Как и на каком языке нужно говорить о прошлом? Вопрос, который задают себе исследователи вот уже как минимум полвека — начиная с так называемого «лингвистического поворота» в исторической науке. Однако не менее важен вопрос и о том, как говорить о прошлом с теми, кто историками не являются. Один из вариантов ответа формулирует публичная история — дисциплина, предлагающая историку-профессионалу не рассказывать публике о прошлом, но именно говорить с ней. Но существует ли на самом деле это пространство диалога? Хороший повод об этом порассуждать — выход книги «Страдающее Средневековье», само название которой отсылает к одноименному популярному паблику «ВКонтакте».
По словам создателей сообщества, появление одноименной книги — ответ на запрос их аудитории. Интернет-проект, прославившийся созданием мемов по мотивам средневековой иконографии, превратился в научно-популярную книгу, рассматривающую те же сюжеты, но с точки зрения историка искусства. Ответ на вопрос, каким образом осуществляется механизм перевода исторической репрезентации в публичную сферу, ставшую основным «заказчиком» этой репрезентации, — это, вместе с тем, и попытка очертить границы «публичной истории», понять ее состояние и возможности в современном российском контексте.
Круг проблем, которые оказываются в центре внимания авторов книги, — странное, смешное и необычное в средневековой иконографии. Точнее — то, что кажется таковым современному читателю: от «похабных» маргиналий на страницах средневековых Библий и юридических кодексов до самых монструозных попыток визуализировать христианское учение о Троице.
Показать «нормальность» для сознания средневекового человека всех этих странностей — та задача, которую стремятся решить авторы. Особенно интересно, что это решение приобретает форму политического высказывания. Так, сознательное включение в актуальный общественно-политический контекст — первое, что отличает «Страдающее Средневековье» от академических текстов и позволяет рассматривать эту книгу как опыт перевода разговора о прошлом в новый регистр. Практически непрерывно, явно или неявно, фокусируя внимание на дискуссиях последних лет об оскорблении чувств верующих, авторы воспроизводят простую логику: то, что сегодня считывается в публичном пространстве как оскорбление, было совершенно нормальным в средние века, и могло вызывать возражения лишь у редких «моралистов» вроде Бернарда Клервосского.
Инструментом сближения Средневековья и современности для авторов на уровне языка становится использование понятийного аппарата, метафор и аналогий, которые модернизируют нарратив. Так, вопрошая о пределах дозволенного «в обращении с сакральными символами» и о том, кто сегодня «определяет эти пределы», авторы пытаются показать историческую необоснованность чьих-либо притязаний в отношении «копирайта» на сакральные образы. В другом месте смысл понятия «апокриф» объясняется по аналогии современными «сиквелами» и «приквелами» к кинофильмам. Упомянуты оказались даже Google Glass — а о них в текстах по средневековому искусству речь заходит не сказать, чтобы совсем уж часто. Важно здесь то, что для авторов «осовременивание» является не просто уловкой, но и попыткой с помощью этого приема заново актуализировать образы прошлого, придать им эмоциональную силу для современного читателя. Но интереснее всего то, что сам этот прием модернизации образов прошлого, их «приземления» и переинтерпретации с целью превращения в актуальное и понятное для современников идеологическое, дидактическое или просто шуточное высказывание, само становится предметом исследования авторов книги. По их мнению, такой прием получил широкое распространение, начиная с XII–XIII веков. Возникает любопытный парадокс: образцом для подражания в деле модернизации образов для авторов оказывается Средневековье. С известной долей условности, разумеется: не более, чем для художников и поэтов Ренессанса — Античность.

ПИСЬМЕННОЕ ЗАДАНИЕ 1: Перепишите дословно часть отрывка о книге «Страдающее Средневековье» между словами «Круг проблем, которые» и «учение о Троице.», включая сами эти слова.

ДАННЫЕ ДЛЯ ОБРАБОТКИ:
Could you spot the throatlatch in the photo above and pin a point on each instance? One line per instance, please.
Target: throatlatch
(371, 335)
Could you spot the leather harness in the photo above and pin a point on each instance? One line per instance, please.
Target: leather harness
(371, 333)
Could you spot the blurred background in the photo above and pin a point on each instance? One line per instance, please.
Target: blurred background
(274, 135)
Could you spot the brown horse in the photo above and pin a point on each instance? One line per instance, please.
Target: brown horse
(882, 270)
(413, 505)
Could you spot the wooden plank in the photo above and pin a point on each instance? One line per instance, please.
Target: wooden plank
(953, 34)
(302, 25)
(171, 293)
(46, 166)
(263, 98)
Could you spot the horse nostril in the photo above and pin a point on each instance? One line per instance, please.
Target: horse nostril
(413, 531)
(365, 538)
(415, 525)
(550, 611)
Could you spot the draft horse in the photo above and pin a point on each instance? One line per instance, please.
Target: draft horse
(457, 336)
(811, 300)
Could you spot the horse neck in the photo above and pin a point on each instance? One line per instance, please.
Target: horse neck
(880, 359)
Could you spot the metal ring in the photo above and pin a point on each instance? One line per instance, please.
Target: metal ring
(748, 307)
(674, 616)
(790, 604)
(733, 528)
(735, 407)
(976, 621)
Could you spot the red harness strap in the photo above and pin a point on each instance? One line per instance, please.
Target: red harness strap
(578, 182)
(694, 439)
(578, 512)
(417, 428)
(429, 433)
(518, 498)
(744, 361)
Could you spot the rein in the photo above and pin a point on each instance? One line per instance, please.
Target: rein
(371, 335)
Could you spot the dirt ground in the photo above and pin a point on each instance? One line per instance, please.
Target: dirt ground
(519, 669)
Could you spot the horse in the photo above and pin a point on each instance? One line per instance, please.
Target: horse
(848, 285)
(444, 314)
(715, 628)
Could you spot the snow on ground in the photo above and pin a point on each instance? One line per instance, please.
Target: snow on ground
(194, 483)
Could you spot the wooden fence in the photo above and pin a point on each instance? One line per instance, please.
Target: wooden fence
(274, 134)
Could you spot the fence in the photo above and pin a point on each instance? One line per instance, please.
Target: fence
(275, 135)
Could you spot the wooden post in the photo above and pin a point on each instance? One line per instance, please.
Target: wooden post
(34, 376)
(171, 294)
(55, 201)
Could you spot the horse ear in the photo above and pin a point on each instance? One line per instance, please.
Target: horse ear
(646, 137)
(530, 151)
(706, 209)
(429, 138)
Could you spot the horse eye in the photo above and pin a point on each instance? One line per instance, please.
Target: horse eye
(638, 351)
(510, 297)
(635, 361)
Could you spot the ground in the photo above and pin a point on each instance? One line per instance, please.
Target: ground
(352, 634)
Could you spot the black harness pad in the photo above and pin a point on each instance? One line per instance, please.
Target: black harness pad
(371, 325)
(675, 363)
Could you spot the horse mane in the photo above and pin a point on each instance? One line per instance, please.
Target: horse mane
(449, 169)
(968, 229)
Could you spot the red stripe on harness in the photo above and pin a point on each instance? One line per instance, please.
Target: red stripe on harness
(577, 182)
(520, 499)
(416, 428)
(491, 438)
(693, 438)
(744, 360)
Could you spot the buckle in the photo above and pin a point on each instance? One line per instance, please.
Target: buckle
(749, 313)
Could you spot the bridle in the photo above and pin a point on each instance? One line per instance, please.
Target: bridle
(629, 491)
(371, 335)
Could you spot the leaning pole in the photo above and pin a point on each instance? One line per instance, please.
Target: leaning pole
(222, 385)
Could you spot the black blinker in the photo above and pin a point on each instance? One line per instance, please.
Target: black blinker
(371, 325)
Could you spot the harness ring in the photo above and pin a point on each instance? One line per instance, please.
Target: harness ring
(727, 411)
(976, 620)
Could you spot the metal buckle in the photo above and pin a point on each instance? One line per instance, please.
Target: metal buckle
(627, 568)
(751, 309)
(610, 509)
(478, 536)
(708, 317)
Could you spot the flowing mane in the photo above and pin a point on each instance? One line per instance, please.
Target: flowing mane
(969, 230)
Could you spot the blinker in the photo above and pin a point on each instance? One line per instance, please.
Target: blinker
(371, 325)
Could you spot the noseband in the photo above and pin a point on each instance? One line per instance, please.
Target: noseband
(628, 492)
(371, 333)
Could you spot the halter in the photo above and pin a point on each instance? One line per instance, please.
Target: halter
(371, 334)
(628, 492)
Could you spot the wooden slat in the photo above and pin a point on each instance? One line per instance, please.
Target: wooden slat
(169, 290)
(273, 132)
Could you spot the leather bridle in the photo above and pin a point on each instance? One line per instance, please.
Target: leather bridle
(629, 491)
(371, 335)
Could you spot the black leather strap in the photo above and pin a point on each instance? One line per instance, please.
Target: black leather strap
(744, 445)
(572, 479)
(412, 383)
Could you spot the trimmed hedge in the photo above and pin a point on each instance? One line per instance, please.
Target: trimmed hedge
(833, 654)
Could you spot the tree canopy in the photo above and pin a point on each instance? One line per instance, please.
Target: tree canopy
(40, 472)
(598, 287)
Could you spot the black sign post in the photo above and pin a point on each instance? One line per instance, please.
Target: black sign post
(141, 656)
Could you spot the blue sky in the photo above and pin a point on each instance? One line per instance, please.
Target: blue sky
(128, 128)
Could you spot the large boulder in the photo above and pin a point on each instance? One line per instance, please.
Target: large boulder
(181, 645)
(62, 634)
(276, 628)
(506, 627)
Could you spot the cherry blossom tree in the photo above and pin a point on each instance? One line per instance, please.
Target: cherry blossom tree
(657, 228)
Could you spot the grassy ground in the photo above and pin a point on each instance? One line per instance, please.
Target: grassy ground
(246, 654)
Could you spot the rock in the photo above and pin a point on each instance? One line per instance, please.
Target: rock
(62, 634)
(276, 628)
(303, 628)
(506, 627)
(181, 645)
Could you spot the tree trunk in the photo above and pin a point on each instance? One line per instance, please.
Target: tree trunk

==

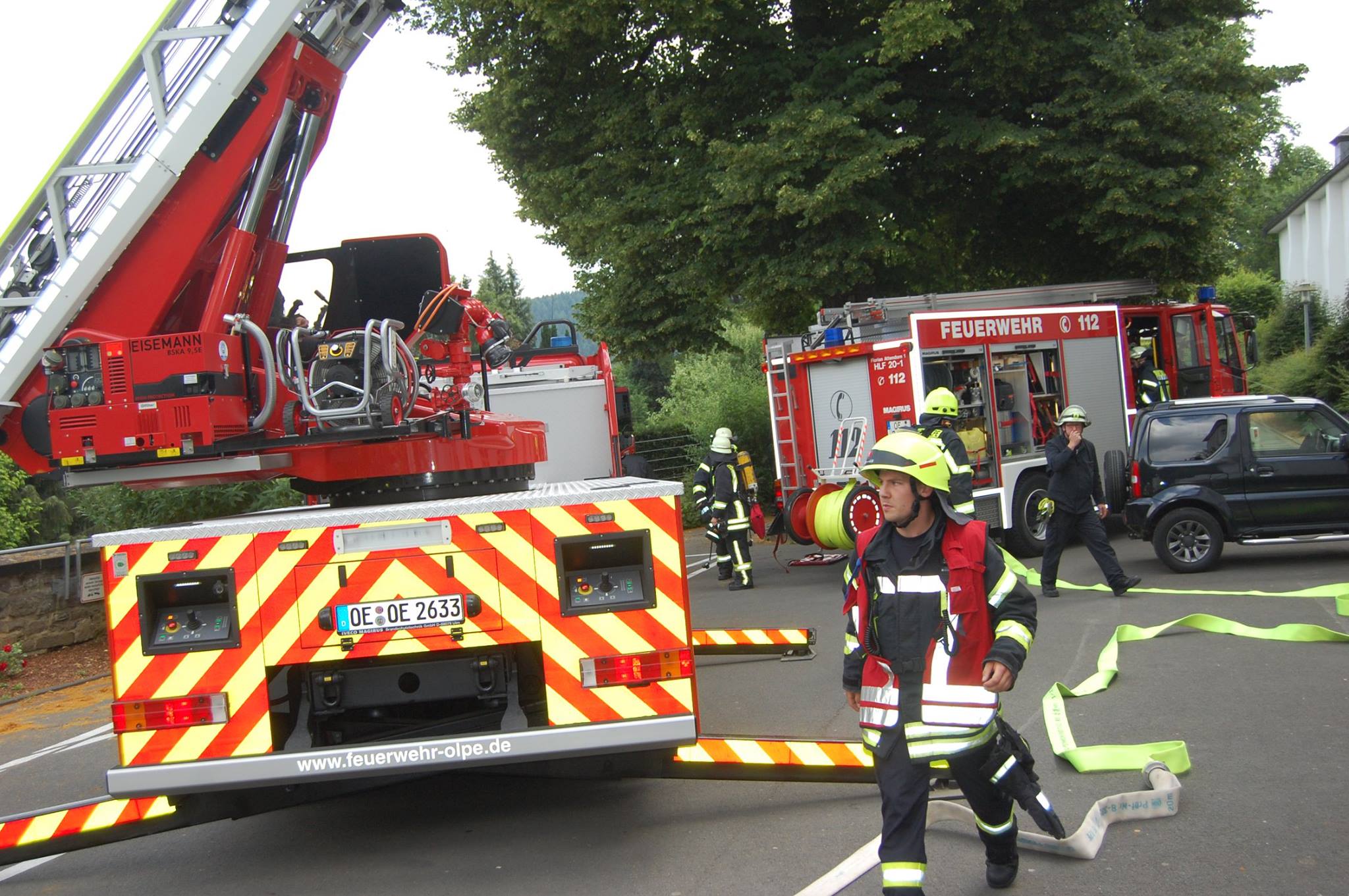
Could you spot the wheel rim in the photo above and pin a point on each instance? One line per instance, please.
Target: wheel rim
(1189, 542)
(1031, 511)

ПИСЬМЕННОЕ ЗАДАНИЕ 2: Найдите в записях все строки, где встречается слово «pole», и выпишите каждую из них.

РЕЗУЛЬТАТ 1:
Круг проблем, которые оказываются в центре внимания авторов книги, — странное, смешное и необычное в средневековой иконографии. Точнее — то, что кажется таковым современному читателю: от «похабных» маргиналий на страницах средневековых Библий и юридических кодексов до самых монструозных попыток визуализировать христианское учение о Троице.

РЕЗУЛЬТАТ 2:
Could you spot the leaning pole in the photo above and pin a point on each instance? One line per instance, please.
Target: leaning pole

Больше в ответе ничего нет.